Revise the stretch of data from the line containing "task: segment the vegetable garden" through the line containing "615L429 559L0 544L0" by replacing "crop row" with "planting row" and leaving everything else unchanged. Return only those lines.

### Material shown ###

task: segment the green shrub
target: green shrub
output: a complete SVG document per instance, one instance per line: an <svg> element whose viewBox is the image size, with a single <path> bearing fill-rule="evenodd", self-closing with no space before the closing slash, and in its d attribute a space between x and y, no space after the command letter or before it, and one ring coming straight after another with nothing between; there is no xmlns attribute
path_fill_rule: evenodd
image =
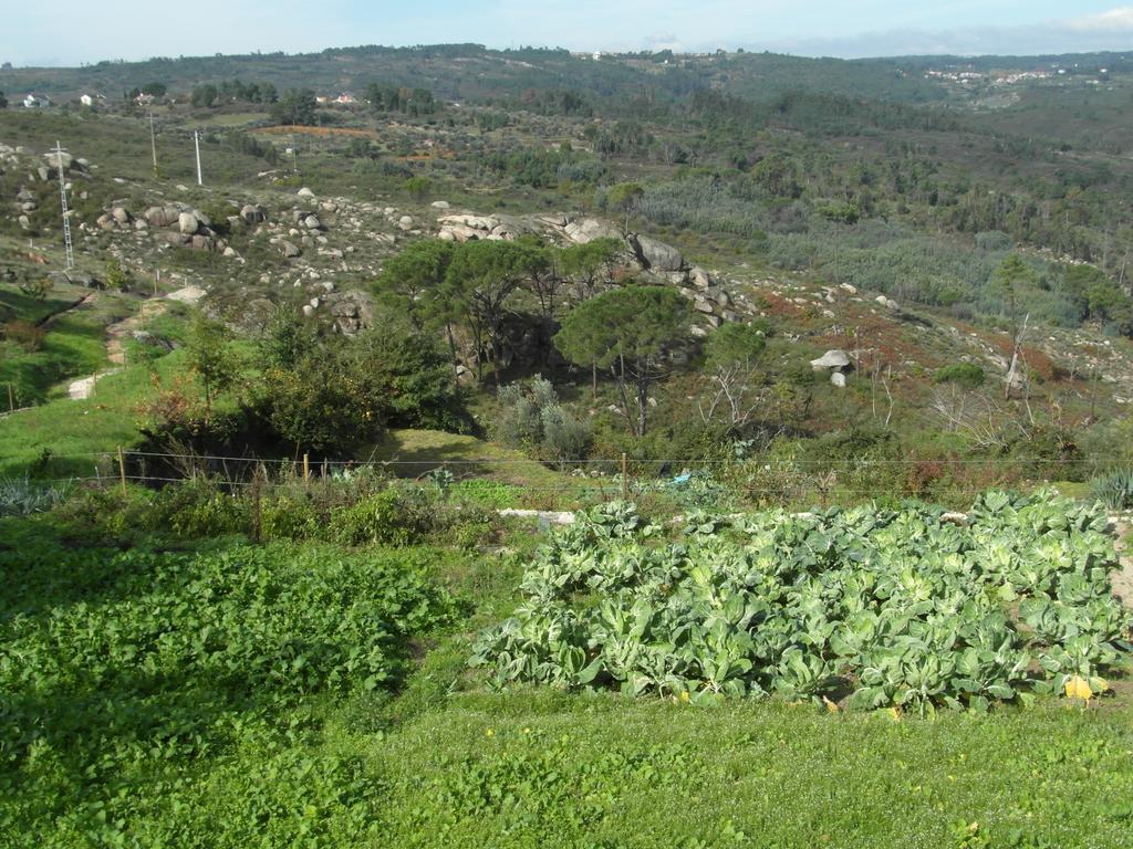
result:
<svg viewBox="0 0 1133 849"><path fill-rule="evenodd" d="M278 495L259 507L259 533L265 540L305 540L320 529L317 511L307 500Z"/></svg>
<svg viewBox="0 0 1133 849"><path fill-rule="evenodd" d="M332 512L330 533L347 546L408 546L440 524L435 497L424 489L389 489Z"/></svg>
<svg viewBox="0 0 1133 849"><path fill-rule="evenodd" d="M246 533L252 526L247 504L207 478L162 489L154 501L153 516L154 530L169 530L188 538Z"/></svg>
<svg viewBox="0 0 1133 849"><path fill-rule="evenodd" d="M1118 469L1090 481L1090 495L1109 509L1133 508L1133 469Z"/></svg>
<svg viewBox="0 0 1133 849"><path fill-rule="evenodd" d="M577 462L589 453L594 440L590 424L571 414L560 403L551 381L540 375L501 386L499 400L500 441L559 463Z"/></svg>
<svg viewBox="0 0 1133 849"><path fill-rule="evenodd" d="M932 372L932 383L956 384L965 389L978 389L986 379L983 367L974 362L954 362Z"/></svg>

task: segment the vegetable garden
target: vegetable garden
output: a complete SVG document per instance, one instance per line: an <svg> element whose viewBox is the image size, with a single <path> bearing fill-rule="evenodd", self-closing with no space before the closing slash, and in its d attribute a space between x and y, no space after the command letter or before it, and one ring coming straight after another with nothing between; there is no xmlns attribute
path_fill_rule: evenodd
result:
<svg viewBox="0 0 1133 849"><path fill-rule="evenodd" d="M500 687L925 714L1089 700L1131 650L1105 514L1051 494L684 522L613 504L559 532L472 662Z"/></svg>

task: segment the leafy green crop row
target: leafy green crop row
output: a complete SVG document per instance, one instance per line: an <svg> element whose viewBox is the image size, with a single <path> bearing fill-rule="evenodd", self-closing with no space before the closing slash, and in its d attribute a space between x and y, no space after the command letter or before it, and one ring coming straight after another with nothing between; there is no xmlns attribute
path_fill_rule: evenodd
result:
<svg viewBox="0 0 1133 849"><path fill-rule="evenodd" d="M1131 649L1105 529L1091 507L989 492L965 524L923 505L701 513L670 543L610 505L540 551L472 662L497 686L695 703L774 693L923 713L1088 698Z"/></svg>
<svg viewBox="0 0 1133 849"><path fill-rule="evenodd" d="M454 615L429 559L0 544L0 843L352 842L370 791L318 752L321 705Z"/></svg>

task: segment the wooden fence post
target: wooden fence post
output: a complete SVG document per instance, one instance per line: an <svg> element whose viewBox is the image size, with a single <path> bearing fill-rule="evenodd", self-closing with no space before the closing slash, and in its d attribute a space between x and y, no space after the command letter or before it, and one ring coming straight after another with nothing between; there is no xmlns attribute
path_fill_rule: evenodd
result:
<svg viewBox="0 0 1133 849"><path fill-rule="evenodd" d="M263 539L263 489L264 466L261 463L252 474L252 541L256 543Z"/></svg>
<svg viewBox="0 0 1133 849"><path fill-rule="evenodd" d="M122 498L126 498L126 454L122 446L118 446L118 477L122 482Z"/></svg>

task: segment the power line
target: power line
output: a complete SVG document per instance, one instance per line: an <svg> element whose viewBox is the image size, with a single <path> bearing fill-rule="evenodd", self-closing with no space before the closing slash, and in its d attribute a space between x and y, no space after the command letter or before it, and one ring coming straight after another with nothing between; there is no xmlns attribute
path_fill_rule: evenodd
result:
<svg viewBox="0 0 1133 849"><path fill-rule="evenodd" d="M67 251L67 271L75 267L75 248L70 235L70 214L67 209L67 178L63 174L63 148L56 139L56 165L59 168L59 207L63 215L63 248Z"/></svg>

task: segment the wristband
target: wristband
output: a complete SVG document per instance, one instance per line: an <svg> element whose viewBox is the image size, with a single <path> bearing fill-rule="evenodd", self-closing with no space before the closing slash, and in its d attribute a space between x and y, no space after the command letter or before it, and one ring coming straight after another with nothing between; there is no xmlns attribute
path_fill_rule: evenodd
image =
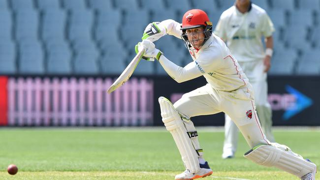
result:
<svg viewBox="0 0 320 180"><path fill-rule="evenodd" d="M273 50L271 48L267 48L265 50L265 55L266 56L269 56L270 57L272 57L272 54L273 54Z"/></svg>

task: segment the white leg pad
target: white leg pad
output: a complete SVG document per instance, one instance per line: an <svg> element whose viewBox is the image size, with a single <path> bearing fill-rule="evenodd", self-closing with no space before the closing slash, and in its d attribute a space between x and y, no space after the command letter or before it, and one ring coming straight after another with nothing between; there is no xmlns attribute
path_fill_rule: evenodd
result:
<svg viewBox="0 0 320 180"><path fill-rule="evenodd" d="M304 159L286 146L278 143L256 146L246 152L244 157L258 164L274 166L299 178L317 168L315 164Z"/></svg>
<svg viewBox="0 0 320 180"><path fill-rule="evenodd" d="M159 101L162 121L173 137L186 168L193 173L197 172L200 170L198 154L181 117L168 99L160 97Z"/></svg>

###

■ **Completed exercise**:
task: segment the vegetable garden
target: vegetable garden
output: a complete SVG document per instance, one instance per line: an <svg> element whose viewBox is the image size, with a single <path> bearing fill-rule="evenodd", self-closing with no space before the closing slash, and in its d attribute a space between x and y, no space after the command letter or before it, and one ring coming straight after another with nothing between; there is no xmlns attribute
path_fill_rule: evenodd
result:
<svg viewBox="0 0 1133 849"><path fill-rule="evenodd" d="M500 687L925 714L1089 700L1131 650L1105 514L1051 494L684 522L613 504L559 532L472 662Z"/></svg>

task: segment the leafy green planting row
target: leafy green planting row
output: a complete SVG document per instance, one instance per line: an <svg> element whose viewBox is the image size, with a single <path> bearing fill-rule="evenodd", self-closing with no space before the closing slash, and in its d attribute a space between x and y, no space after the command letter or before it, and one ring coming straight after another with nothing between; there is no xmlns attribute
path_fill_rule: evenodd
result:
<svg viewBox="0 0 1133 849"><path fill-rule="evenodd" d="M1131 649L1105 529L1091 507L989 492L965 524L923 505L701 513L670 543L610 505L540 551L472 662L497 686L695 703L774 693L923 713L1088 698Z"/></svg>
<svg viewBox="0 0 1133 849"><path fill-rule="evenodd" d="M454 615L429 559L0 544L0 843L352 842L370 791L318 752L321 705Z"/></svg>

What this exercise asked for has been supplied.